[Excerpts from a dataset on pointing at objects]
● ● ● ●
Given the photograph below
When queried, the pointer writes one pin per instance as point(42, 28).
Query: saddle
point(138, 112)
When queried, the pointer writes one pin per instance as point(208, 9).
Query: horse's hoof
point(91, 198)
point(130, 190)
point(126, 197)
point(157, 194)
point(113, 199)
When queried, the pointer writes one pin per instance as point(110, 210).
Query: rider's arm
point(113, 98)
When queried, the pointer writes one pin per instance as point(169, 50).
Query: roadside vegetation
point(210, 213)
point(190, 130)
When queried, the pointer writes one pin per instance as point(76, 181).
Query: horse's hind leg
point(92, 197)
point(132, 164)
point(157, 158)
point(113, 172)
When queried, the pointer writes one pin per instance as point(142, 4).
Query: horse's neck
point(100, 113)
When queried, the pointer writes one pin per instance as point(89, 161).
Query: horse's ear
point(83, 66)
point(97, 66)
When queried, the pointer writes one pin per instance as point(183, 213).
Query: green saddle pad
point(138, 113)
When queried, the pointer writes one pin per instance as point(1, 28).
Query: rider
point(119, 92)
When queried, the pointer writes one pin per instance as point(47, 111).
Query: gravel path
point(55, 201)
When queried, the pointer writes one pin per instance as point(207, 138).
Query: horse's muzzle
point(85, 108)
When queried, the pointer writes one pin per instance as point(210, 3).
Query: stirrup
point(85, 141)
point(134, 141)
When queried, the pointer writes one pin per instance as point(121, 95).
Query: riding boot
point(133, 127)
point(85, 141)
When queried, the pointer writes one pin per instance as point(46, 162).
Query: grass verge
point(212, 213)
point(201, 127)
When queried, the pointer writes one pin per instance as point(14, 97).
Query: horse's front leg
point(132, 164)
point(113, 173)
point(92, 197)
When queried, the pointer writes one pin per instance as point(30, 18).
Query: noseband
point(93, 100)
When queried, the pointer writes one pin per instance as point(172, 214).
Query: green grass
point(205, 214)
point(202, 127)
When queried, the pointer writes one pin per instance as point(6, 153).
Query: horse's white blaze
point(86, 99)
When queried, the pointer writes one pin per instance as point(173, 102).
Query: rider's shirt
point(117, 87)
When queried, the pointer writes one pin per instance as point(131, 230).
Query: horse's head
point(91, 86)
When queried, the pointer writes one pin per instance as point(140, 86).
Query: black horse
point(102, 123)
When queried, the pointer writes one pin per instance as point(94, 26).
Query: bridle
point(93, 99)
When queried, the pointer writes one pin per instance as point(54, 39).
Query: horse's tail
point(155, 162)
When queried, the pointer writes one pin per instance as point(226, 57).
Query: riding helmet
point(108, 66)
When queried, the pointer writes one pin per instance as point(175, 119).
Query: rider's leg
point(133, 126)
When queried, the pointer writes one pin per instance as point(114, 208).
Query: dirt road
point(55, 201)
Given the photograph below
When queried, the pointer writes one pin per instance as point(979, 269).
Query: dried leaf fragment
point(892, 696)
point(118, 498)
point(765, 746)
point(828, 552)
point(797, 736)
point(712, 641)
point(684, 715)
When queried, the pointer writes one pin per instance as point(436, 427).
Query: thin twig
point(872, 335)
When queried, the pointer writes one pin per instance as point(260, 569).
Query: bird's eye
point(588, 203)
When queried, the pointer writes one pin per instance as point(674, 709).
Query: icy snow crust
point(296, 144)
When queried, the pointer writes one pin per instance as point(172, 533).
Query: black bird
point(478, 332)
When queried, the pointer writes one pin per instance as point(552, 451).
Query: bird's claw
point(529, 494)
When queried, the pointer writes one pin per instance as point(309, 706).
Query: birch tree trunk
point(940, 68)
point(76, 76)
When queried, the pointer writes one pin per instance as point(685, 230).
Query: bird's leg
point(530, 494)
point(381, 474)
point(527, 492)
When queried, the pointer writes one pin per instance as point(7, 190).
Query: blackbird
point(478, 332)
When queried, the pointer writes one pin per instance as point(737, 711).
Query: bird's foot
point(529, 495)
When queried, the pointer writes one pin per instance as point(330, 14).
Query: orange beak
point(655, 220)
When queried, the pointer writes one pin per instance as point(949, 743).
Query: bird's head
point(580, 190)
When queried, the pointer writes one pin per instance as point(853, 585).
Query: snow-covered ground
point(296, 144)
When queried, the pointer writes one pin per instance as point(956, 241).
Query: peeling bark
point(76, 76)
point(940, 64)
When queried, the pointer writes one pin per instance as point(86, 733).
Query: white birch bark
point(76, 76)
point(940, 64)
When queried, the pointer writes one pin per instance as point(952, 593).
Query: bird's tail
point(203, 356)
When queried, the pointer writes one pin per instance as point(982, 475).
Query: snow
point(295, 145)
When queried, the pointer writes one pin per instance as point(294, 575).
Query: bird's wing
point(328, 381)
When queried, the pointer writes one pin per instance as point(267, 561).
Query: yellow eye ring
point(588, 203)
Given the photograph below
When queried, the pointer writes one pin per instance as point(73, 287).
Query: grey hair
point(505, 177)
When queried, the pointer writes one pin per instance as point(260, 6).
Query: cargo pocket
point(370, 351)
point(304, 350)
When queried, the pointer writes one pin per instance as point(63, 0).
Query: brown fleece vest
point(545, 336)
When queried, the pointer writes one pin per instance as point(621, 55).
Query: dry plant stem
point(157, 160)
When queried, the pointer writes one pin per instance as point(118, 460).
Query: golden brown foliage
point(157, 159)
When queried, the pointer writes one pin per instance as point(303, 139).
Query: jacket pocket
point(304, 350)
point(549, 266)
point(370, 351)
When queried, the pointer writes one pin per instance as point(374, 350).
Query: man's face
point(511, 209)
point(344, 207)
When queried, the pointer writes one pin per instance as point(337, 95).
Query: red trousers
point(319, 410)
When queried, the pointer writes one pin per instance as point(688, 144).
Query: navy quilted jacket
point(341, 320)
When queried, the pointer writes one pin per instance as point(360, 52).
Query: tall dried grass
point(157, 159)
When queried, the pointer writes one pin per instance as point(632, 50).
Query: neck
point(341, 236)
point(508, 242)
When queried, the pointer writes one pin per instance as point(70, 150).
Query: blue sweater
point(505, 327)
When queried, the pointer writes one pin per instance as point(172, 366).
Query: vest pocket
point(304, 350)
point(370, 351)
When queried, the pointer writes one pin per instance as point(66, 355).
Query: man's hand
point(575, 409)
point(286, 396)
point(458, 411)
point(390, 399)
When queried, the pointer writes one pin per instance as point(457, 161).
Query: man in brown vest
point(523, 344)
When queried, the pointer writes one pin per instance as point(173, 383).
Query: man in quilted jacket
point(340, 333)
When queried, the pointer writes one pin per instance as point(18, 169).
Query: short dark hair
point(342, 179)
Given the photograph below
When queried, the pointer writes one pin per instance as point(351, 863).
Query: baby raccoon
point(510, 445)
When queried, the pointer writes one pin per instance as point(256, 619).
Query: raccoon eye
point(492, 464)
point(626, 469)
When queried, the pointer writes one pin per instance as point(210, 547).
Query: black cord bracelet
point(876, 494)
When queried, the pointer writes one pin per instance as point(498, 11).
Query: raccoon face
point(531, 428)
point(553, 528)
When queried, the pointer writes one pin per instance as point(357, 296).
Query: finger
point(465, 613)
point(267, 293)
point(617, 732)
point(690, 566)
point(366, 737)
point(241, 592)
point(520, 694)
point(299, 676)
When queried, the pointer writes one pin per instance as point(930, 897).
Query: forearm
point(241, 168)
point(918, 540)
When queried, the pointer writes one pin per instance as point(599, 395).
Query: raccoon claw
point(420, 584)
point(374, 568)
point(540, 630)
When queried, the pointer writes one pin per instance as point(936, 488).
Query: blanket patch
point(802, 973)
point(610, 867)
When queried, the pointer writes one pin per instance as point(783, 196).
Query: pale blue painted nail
● ● ● ●
→ **Objective**: Put every one of the entries into a JSON list of strings, one string per line, and leave out any blank lines.

→ **Complete response**:
[
  "Given the photograph below",
  "When queried, the pointer writes one pin per instance as point(42, 28).",
  "Query: saddle",
  "point(138, 112)",
  "When queried, the pointer writes one pin per instance as point(208, 9).",
  "Query: horse's hoof",
  "point(91, 198)",
  "point(130, 190)",
  "point(126, 197)",
  "point(157, 194)",
  "point(113, 199)",
  "When queried, the pointer writes one pin per instance as point(110, 210).",
  "Query: rider's arm",
  "point(113, 98)",
  "When queried, the pointer writes one pin per instance as point(169, 50).",
  "Query: roadside vegetation",
  "point(210, 213)",
  "point(190, 130)",
  "When queried, the pointer writes one pin per instance as point(76, 181).",
  "Query: horse's hind leg",
  "point(92, 197)",
  "point(132, 164)",
  "point(157, 158)",
  "point(113, 172)",
  "When queried, the pointer writes one pin per instance as point(142, 4).",
  "Query: horse's neck",
  "point(100, 113)",
  "When queried, the pointer writes one pin per instance as point(89, 161).",
  "Query: horse's ear",
  "point(83, 66)",
  "point(97, 66)",
  "When queried, the pointer writes one pin per instance as point(183, 213).",
  "Query: green saddle pad",
  "point(138, 113)",
  "When queried, the pointer writes one pin per instance as point(1, 28).",
  "Query: rider",
  "point(119, 92)",
  "When queried, the pointer writes one pin per instance as point(47, 111).",
  "Query: gravel path",
  "point(55, 201)",
  "When queried, the pointer writes one pin per instance as point(207, 138).",
  "Query: horse's muzzle",
  "point(85, 108)",
  "When queried, the pointer writes one pin per instance as point(210, 3).",
  "Query: stirrup",
  "point(85, 141)",
  "point(134, 141)",
  "When queried, the pointer writes one pin per instance as point(121, 95).",
  "Query: riding boot",
  "point(133, 127)",
  "point(85, 141)",
  "When queried, the pointer writes one pin per instance as point(46, 162).",
  "Query: grass verge",
  "point(212, 213)",
  "point(201, 127)",
  "When queried, the pointer writes one pin per instance as point(14, 97).",
  "Query: horse's front leg",
  "point(132, 164)",
  "point(113, 173)",
  "point(92, 197)",
  "When queried, the pointer writes one pin per instance as point(30, 18).",
  "Query: noseband",
  "point(93, 100)",
  "When queried, the pointer writes one pin per instance as point(172, 214).",
  "Query: green grass",
  "point(205, 214)",
  "point(202, 127)",
  "When queried, the pointer writes one pin per instance as point(6, 153).",
  "Query: horse's white blaze",
  "point(86, 99)",
  "When queried, the pointer writes one pin per instance as point(173, 102).",
  "Query: rider's shirt",
  "point(117, 87)",
  "When queried, the pointer writes one pin per instance as point(131, 230).",
  "Query: horse's head",
  "point(91, 86)",
  "When queried, the pointer writes one pin per instance as point(140, 86).",
  "Query: black horse",
  "point(102, 123)",
  "When queried, the pointer writes one pin per instance as point(94, 26).",
  "Query: bridle",
  "point(93, 99)",
  "When queried, the pointer writes one pin per instance as point(54, 39).",
  "Query: horse's tail",
  "point(155, 162)",
  "When queried, the pointer writes one pin per instance as point(226, 57).",
  "Query: riding helmet",
  "point(108, 66)",
  "When queried, the pointer writes one pin per instance as point(175, 119).",
  "Query: rider's leg",
  "point(133, 126)",
  "When queried, the pointer writes one pin per instance as point(114, 208).",
  "Query: dirt road",
  "point(55, 201)",
  "Given the photograph below",
  "When queried, the pointer writes one pin per instance as point(979, 269).",
  "Query: dried leaf fragment",
  "point(892, 696)",
  "point(118, 498)",
  "point(765, 746)",
  "point(828, 552)",
  "point(797, 736)",
  "point(712, 641)",
  "point(684, 715)",
  "When queried, the pointer writes one pin per instance as point(436, 427).",
  "Query: thin twig",
  "point(872, 335)",
  "When queried, the pointer writes one pin per instance as point(260, 569).",
  "Query: bird's eye",
  "point(588, 203)",
  "When queried, the pointer writes one pin per instance as point(674, 709).",
  "Query: icy snow crust",
  "point(296, 144)",
  "When queried, the pointer writes one pin per instance as point(172, 533).",
  "Query: black bird",
  "point(478, 332)",
  "When queried, the pointer writes one pin per instance as point(552, 451).",
  "Query: bird's claw",
  "point(529, 494)",
  "When queried, the pointer writes one pin per instance as point(309, 706).",
  "Query: birch tree trunk",
  "point(940, 68)",
  "point(76, 76)",
  "When queried, the pointer writes one pin per instance as point(685, 230).",
  "Query: bird's leg",
  "point(530, 494)",
  "point(381, 474)",
  "point(527, 492)",
  "When queried, the pointer writes one pin per instance as point(7, 190).",
  "Query: blackbird",
  "point(478, 332)",
  "When queried, the pointer writes one pin per instance as point(737, 711).",
  "Query: bird's foot",
  "point(529, 495)",
  "When queried, the pointer writes one pin per instance as point(330, 14).",
  "Query: orange beak",
  "point(655, 220)",
  "When queried, the pointer writes one pin per instance as point(949, 743).",
  "Query: bird's head",
  "point(580, 190)",
  "When queried, the pointer writes one pin per instance as point(853, 585).",
  "Query: snow-covered ground",
  "point(296, 144)",
  "When queried, the pointer writes one pin per instance as point(956, 241).",
  "Query: peeling bark",
  "point(76, 76)",
  "point(940, 64)",
  "When queried, the pointer writes one pin per instance as point(86, 733).",
  "Query: white birch bark",
  "point(76, 76)",
  "point(940, 64)",
  "When queried, the pointer writes one pin per instance as point(952, 593).",
  "Query: bird's tail",
  "point(203, 356)",
  "When queried, the pointer writes one pin per instance as point(982, 475).",
  "Query: snow",
  "point(295, 145)",
  "When queried, the pointer writes one pin per instance as point(294, 575).",
  "Query: bird's wing",
  "point(328, 381)",
  "When queried, the pointer writes one pin per instance as point(267, 561).",
  "Query: yellow eye ring",
  "point(588, 203)",
  "Given the photograph below",
  "When queried, the pointer writes one pin per instance as point(73, 287).",
  "Query: grey hair",
  "point(505, 177)",
  "When queried, the pointer writes one pin per instance as point(260, 6).",
  "Query: cargo pocket",
  "point(370, 351)",
  "point(304, 350)",
  "When queried, the pointer writes one pin per instance as point(63, 0).",
  "Query: brown fleece vest",
  "point(545, 336)",
  "When queried, the pointer writes one pin per instance as point(621, 55).",
  "Query: dry plant stem",
  "point(157, 160)",
  "When queried, the pointer writes one pin per instance as point(118, 460).",
  "Query: golden brown foliage",
  "point(157, 159)",
  "When queried, the pointer writes one pin per instance as point(303, 139).",
  "Query: jacket pocket",
  "point(304, 350)",
  "point(549, 266)",
  "point(370, 351)",
  "When queried, the pointer writes one pin per instance as point(374, 350).",
  "Query: man's face",
  "point(511, 209)",
  "point(344, 207)",
  "When queried, the pointer writes one pin per instance as point(337, 95).",
  "Query: red trousers",
  "point(319, 410)",
  "When queried, the pointer writes one pin per instance as point(688, 144).",
  "Query: navy quilted jacket",
  "point(341, 320)",
  "When queried, the pointer writes one pin per instance as point(360, 52).",
  "Query: tall dried grass",
  "point(157, 159)",
  "When queried, the pointer writes one pin per instance as point(632, 50).",
  "Query: neck",
  "point(341, 236)",
  "point(508, 242)",
  "When queried, the pointer writes one pin per instance as point(70, 150).",
  "Query: blue sweater",
  "point(505, 327)",
  "When queried, the pointer writes one pin per instance as point(172, 366).",
  "Query: vest pocket",
  "point(304, 350)",
  "point(370, 351)",
  "When queried, the pointer writes one pin per instance as point(66, 355).",
  "Query: man's hand",
  "point(575, 409)",
  "point(286, 396)",
  "point(458, 411)",
  "point(390, 399)",
  "When queried, the pointer writes one pin per instance as point(457, 161).",
  "Query: man in brown vest",
  "point(523, 344)",
  "When queried, the pointer writes one pin per instance as point(173, 383).",
  "Query: man in quilted jacket",
  "point(340, 333)",
  "When queried, the pointer writes one pin per instance as point(18, 169).",
  "Query: short dark hair",
  "point(342, 179)",
  "Given the photograph below",
  "When queried, the pointer writes one pin per instance as point(351, 863).",
  "Query: baby raccoon",
  "point(510, 445)",
  "When queried, the pointer writes one pin per instance as point(256, 619).",
  "Query: raccoon eye",
  "point(492, 464)",
  "point(626, 469)",
  "When queried, the pointer writes one pin per instance as point(210, 547).",
  "Query: black cord bracelet",
  "point(876, 494)",
  "When queried, the pointer writes one pin per instance as point(498, 11).",
  "Query: raccoon face",
  "point(531, 428)",
  "point(553, 528)",
  "When queried, the pointer writes one pin per instance as point(357, 296).",
  "Query: finger",
  "point(465, 613)",
  "point(267, 293)",
  "point(617, 732)",
  "point(690, 566)",
  "point(366, 737)",
  "point(241, 592)",
  "point(520, 694)",
  "point(299, 676)",
  "When queried, the pointer writes one pin per instance as point(930, 897).",
  "Query: forearm",
  "point(241, 168)",
  "point(918, 540)",
  "When queried, the pointer writes one pin per instance as point(599, 395).",
  "Query: raccoon claw",
  "point(420, 584)",
  "point(374, 568)",
  "point(540, 630)",
  "When queried, the pointer writes one pin per instance as point(936, 488).",
  "Query: blanket patch",
  "point(802, 973)",
  "point(610, 867)",
  "When queried, the pointer writes one pin per instance as point(783, 196).",
  "Query: pale blue painted nail"
]